Reproduce word for word the part of the passage on nonconcatenative morphemes from "Chinuk Wawa disproves" up to and including "to Salish influence.".

Selected text:
* * * * * * *

Here I’m talking about those morphemes (i.e. those meaningful building blocks) of a language that are not just made of strings of phonemes (i.e. distinctive sounds). We tend to be taught scads of examples in linguistics classes that show morphemes have pretty fixed, simple-to-pronounce shapes, such as the Arabic prefix mu-, Salish s- Nominalizer, Hungarian -om for 1st person with a definite object, etc.

You’re left with the implication that morphemes not composed of phoneme strings, as seen from Chalcatongo Mixtec’s tonal inflection in káʔba “filth” ↔ káʔbá “dirty”, are unusual. (Thank you Wikipedia for the example.) Yet very large numbers of languages use such processes on a routine basis.

Incidentally, here’s a partial list of what a nonconcatenative morpheme can be like:

  • a tone
  • a stress
  • a reduplication (repeating part or all of a word)
  • a truncation (chopping off part of a word, to impart a new meaning to the word)
  • a change in vowel quality, a.k.a. ablaut
  • a change in consonant manner of articulation
  • (signed languages also have their particular nonconcatenative morphological strategies)

My personal experience leaves me with the impression that we linguists, to the extent that we’re aware of them, tend also to assume nonconcatenative morphemes are as simple as that list would imply, e.g. “place stress here” or “just add low tone there” to convey a certain meaning.

However, it’s easy to find hundreds of nonconcatenative morphemes in the linguistic literature that are more multifaceted than that, e.g. English reduplication to express a canonical example of a phenomenon (as in “No, I want a car car, not a Tesla”) both repeats the stem and puts a special higher intonation on it. That’s 2 non-segmental processes at once. I’ve often noticed that even excellent grammatical descriptions of a language will tend to tell that e.g. “there’s reduplication of the shape CVC” (consonant plus vowel plus consonant), but without providing important details of stress etc.

Furthermore, we characteristically suppose that nonconcatenative morphemes are purely nonconcatenative. And yet, just to look at one of the languages I happen to research, I can easily give you examples from Chinuk Wawa’s co-input language Lower Chehalis Salish of morphemes that are simultaneously concatenative sequences of segments and non-concatenative. There’s a cute little unstressed Diminutive suffix -uʔ that’s just 2 phonemes attached after the word stem — but it also includes a glottal stop that gets infixed inside the word, directly following the stressed vowel. (An example that my readers here might enjoy is skʷəkʷáʔmuʔ ‘an annoying kid’, which is the Diminutive of skʷəkʷə́m ‘a monster’ — the source of “skukoom” in CW. The original stressed schwa of skʷəkʷə́m, you may notice, also gets mutated to .)

Chinuk Wawa disproves still another typical and wrong presumption of linguists, that contact languages are “simple”. Creole CW does not merely rattle off sequences of root-word after root-word, in a babytalk style. It has, not just grammatical affixes (such as hayu- ‘Progressive action’), but also nonconcatenative morphology, in the form of productive reduplication, the ‘Distributive action’ form that places an unstressed copy of the stem after the stressed first occurrence of it. (E.g. nánich-nanich ‘to be looking around’.) I’ve previously suggested that CW’s reduplication is likely to trace back to Salish influence.

* * * * * * *

Supplied records:
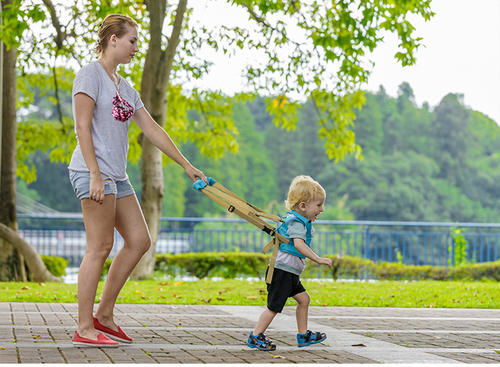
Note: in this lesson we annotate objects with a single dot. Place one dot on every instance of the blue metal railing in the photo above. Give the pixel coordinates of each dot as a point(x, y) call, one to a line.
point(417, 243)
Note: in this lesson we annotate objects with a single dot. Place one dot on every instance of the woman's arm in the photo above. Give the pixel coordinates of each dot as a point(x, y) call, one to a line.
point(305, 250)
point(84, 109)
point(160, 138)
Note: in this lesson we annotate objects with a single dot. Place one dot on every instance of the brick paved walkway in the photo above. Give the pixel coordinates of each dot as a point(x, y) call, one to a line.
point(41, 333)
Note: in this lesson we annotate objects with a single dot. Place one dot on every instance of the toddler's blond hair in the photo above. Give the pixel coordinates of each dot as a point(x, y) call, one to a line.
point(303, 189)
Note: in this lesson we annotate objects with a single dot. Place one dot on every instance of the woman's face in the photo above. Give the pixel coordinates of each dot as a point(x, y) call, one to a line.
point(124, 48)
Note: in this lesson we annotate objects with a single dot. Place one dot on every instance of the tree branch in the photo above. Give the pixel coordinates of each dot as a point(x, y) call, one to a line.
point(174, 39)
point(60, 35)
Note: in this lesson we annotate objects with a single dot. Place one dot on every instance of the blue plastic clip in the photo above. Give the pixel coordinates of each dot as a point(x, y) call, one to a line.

* * * * * * *

Solution below:
Chinuk Wawa disproves still another typical and wrong presumption of linguists, that contact languages are “simple”. Creole CW does not merely rattle off sequences of root-word after root-word, in a babytalk style. It has, not just grammatical affixes (such as hayu- ‘Progressive action’), but also nonconcatenative morphology, in the form of productive reduplication, the ‘Distributive action’ form that places an unstressed copy of the stem after the stressed first occurrence of it. (E.g. nánich-nanich ‘to be looking around’.) I’ve previously suggested that CW’s reduplication is likely to trace back to Salish influence.